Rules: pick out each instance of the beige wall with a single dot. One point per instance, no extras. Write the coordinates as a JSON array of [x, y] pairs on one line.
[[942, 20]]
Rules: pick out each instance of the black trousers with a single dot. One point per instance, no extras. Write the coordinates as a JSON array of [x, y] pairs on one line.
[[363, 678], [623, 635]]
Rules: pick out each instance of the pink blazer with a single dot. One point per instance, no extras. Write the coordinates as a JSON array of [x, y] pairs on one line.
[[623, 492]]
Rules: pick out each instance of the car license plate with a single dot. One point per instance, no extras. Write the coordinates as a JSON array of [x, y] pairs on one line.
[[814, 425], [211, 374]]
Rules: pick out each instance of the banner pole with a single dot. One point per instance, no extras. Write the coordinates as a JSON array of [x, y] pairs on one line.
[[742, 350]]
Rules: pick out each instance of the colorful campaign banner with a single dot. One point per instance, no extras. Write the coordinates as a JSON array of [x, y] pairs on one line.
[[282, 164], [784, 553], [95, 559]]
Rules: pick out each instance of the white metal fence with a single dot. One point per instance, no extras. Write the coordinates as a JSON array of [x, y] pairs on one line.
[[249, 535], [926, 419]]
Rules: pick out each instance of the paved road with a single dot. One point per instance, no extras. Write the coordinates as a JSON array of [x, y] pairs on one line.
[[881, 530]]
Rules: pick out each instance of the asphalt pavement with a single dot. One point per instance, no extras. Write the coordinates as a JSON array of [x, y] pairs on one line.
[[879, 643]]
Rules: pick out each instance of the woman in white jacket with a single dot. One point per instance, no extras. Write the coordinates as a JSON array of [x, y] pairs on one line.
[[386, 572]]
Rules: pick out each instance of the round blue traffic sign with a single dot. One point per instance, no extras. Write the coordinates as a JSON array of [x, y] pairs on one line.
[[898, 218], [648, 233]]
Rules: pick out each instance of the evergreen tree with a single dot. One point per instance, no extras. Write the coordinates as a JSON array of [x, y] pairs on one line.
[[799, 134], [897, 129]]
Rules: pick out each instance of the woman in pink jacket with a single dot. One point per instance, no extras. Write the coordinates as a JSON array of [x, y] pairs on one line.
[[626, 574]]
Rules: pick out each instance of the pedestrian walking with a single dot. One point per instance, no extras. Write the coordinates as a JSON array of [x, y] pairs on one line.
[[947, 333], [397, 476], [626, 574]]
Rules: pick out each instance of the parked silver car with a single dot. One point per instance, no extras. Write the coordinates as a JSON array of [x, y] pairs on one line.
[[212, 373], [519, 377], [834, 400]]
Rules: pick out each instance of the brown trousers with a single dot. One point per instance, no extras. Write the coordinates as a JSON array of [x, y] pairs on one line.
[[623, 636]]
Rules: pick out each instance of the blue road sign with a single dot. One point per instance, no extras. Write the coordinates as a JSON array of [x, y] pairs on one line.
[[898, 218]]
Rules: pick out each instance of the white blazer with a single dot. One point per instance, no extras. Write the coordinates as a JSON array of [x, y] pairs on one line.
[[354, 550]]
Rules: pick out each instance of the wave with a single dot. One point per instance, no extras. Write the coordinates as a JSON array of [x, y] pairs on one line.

* **EXERCISE**: Write the listing out again, exactly as shown above.

* **ANSWER SECTION**:
Rules: pick out each instance of the beige wall with a single dot. One point per instance, no extras. Write the coordinates as a JSON array of [x, y] pairs on one line.
[[942, 20]]
Rules: pick out each instance of the black trousers with a single dot. One point per instance, no extras. Write the coordinates as a JSON array of [x, y] pairs on one line.
[[363, 678], [623, 635]]
Rules: pick out each instance of the pink blazer with a single dot. One point per instance, no extras. Write the coordinates as a JSON array of [x, y] pairs on one line.
[[623, 492]]
Rules: pick out each instance of the car license plate with a single dot. One point per instance, no extras. Write the coordinates as a JSON array of [x, y] pairs on one line.
[[814, 425], [211, 374]]
Rules: pick out each instance of the banner pole with a single dot. One point per instance, no extras. Write the coordinates as a JSON array of [x, y] pairs on one line.
[[742, 350]]
Rules: pick out each instance of the colorful campaign banner with a single dot. One point per instance, no extras. Write the coordinates as a JSON array of [x, y] pairs on one line.
[[282, 164], [784, 553], [95, 559]]
Rules: pick out each instance of the white metal fence with a single dot. One point per instance, no extras. Write the coordinates as a JSON array of [x, y] pairs on one line.
[[249, 535], [926, 419]]
Rules: pick out each instance of the paved road with a single dot. One point per instance, no extras. Write the coordinates as a JSON array of [x, y] pairs on one line.
[[881, 530]]
Rules: pick out each instance of the asphalt pavement with a single dot. One point per instance, no extras. Write the coordinates as a JSON array of [x, y] pairs on one line.
[[879, 643]]
Rules: pick out each instance of the woman in white jacket with a single dot. One point per instance, no extras. Write the coordinates as a JSON array of [x, y] pairs on one line.
[[386, 572]]
Rules: pick out each instance of the round blue traffic sign with a single dot. One point per instance, no extras. Write the coordinates as a JSON array of [x, y] pairs on one line.
[[898, 218], [648, 233]]
Rules: pick out each instance of the evergreen tree with a single dot. One point per instance, no extras. Write the coordinates as a JSON array of [x, y] pairs on one line.
[[799, 134], [897, 129]]
Rules: pick out each instance of the woman in pink jacket with a single dot. One point per instance, no extras. Write the coordinates as a JSON array of [x, y] pairs on one line.
[[626, 574]]
Rules: pick out each instance of the pedestrian walking with a single dot. One point per instance, no extras. Write the coordinates as a JSON array of [x, y] pairs on one line.
[[947, 333], [397, 476], [626, 574]]
Rules: pick out each instance of the parked silver car with a single dot. One point per instance, no extras. Write the coordinates as a JSON array of [x, y] pairs on one line.
[[212, 373], [519, 377], [834, 400]]
Rules: pick out each instance of the brown trousers with a single dot. One point per instance, no extras. Write the coordinates as a JSON array of [x, y] pairs on one line.
[[623, 636]]
Rules: pick out each instance of the blue road sign with a single dot. One point per instance, no extras. Write the coordinates as a JSON array of [x, y] pairs on one line.
[[898, 218]]
Rules: pick out each instance of the white blazer with a single dot. One point per instance, no extras. Write the coordinates as a JSON array of [x, y] pairs on one line.
[[354, 550]]
Rules: pick out each instance of the wave with a single dot. One point per instance, no extras. Write the coordinates as a JSON array of [x, y] pairs on one line.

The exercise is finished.